Exercises to complete
1. Name every industry that the equipment rentals article below mentions by name as one that rental companies serve or depend on.
2. Extend the equipment rentals article below, picking up after its final sentence.
## Begin Selected passage
Equipment rentals: a sector in transition


To state the obvious, equipment rental companies are at the mercy of the
industry they serve. The relative success of the gear hire sector is exceedingly
sensitive to the rather unpredictable ups and downs of both the production and
tech industries. Rental facilities thus appear to ride intrepidly along the road with
no way of seeing what is waiting over the next rise or in the next valley.

As service providers to both the film and television industries, equipment rental
facilities offer an interesting window into the state of both. In an attempt to gain
an overview of the equipment rentals business, one is inadvertently offered a
look at the industry as a whole since equipment rentals are so closely tied to it.
The view through this window is a rather bleak one, though not without its silver

Scarce work, low budgets

The film industry in South Africa has undoubtedly experienced a significant boom
in the past few years. More films are being turned out at a higher rate than ever
before and, if recent offerings at local film festivals are anything to go by, the
quality is improving too. However this boom is not enough to drive the overall
production industry in the country. Films remain a minimal output of an industry
that relies on television for its bread and butter. According to owners and
managers of equipment rental facilities, there is not a sufficient amount of that
bread-and-butter work to keep the industry comfortably moving forward
Broadcasters, they say, are not commissioning large volumes of work. What is
commissioned, with the exception of certain “blue chip’ titles, such as some hit
reality shows, have low budgets. As a result, the crew members who pass
through the rental companies’ doors are often overworked, underpaid and
lacking motivation.
## End Selected passage
## Begin Raw data
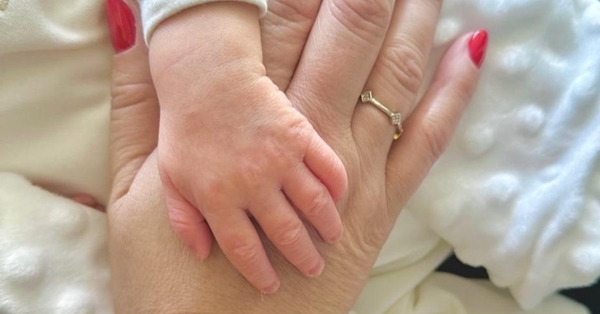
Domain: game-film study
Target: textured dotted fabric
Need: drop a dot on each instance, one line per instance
(53, 253)
(518, 190)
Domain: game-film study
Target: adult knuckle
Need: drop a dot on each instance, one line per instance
## End Raw data
Task-by-task results
1. Production, tech, film, and television.

2.
Knock-on effects

Lower budgets and less work mean less business for the equipment rentals. The
only way to compete in such a market is to lower prices, which most of the
businesses are willing to do insofar as is reasonable. Price, rather than service,
is the major consideration for production companies in an environment where
funds are scarce. So whoever offers the lower price is going to get the business.
Small rental companies can only go so far in this regard as they are, for the most
part, still trying to work much of their equipment as hard as possible in order to
pay it off. Some of the larger, better established companies on the other hand,
are in possession of certain pieces of equipment that are long paid for and which
can therefore absorb some of the costs that would usually have to be born in
the case of competitive price reduction. Competition, therefore, is often skewed
in favour of a handful of larger companies who are able to slash their prices in
order to undercut the smaller operations. Several smaller companies have
decried these aggressive pricing tactics, while admitting that they can hardly
fault the “culprits’ for using whatever competitive edge they can get in a very
difficult market.

Competition and cooperation

There are major barriers to entry into the equipment rentals market due to the
sizeable capital investments that need to be laid out to purchase the requisite
gear. As a result the sector remains small and very competitive. Yet, as might
seem strange to an outsider, there is a relatively high degree of cooperation
between the competitors. It is not unusual for one company, in attending to a
client’s brief, to find that it is short of a particular piece of equipment and then
simply outsource it from a competing facility, thus spreading the business around
a little. There appears to be a strong sense of everyone being in the same boat
and although the operators continue to compete, it is often with a certain
degree of mutual understanding.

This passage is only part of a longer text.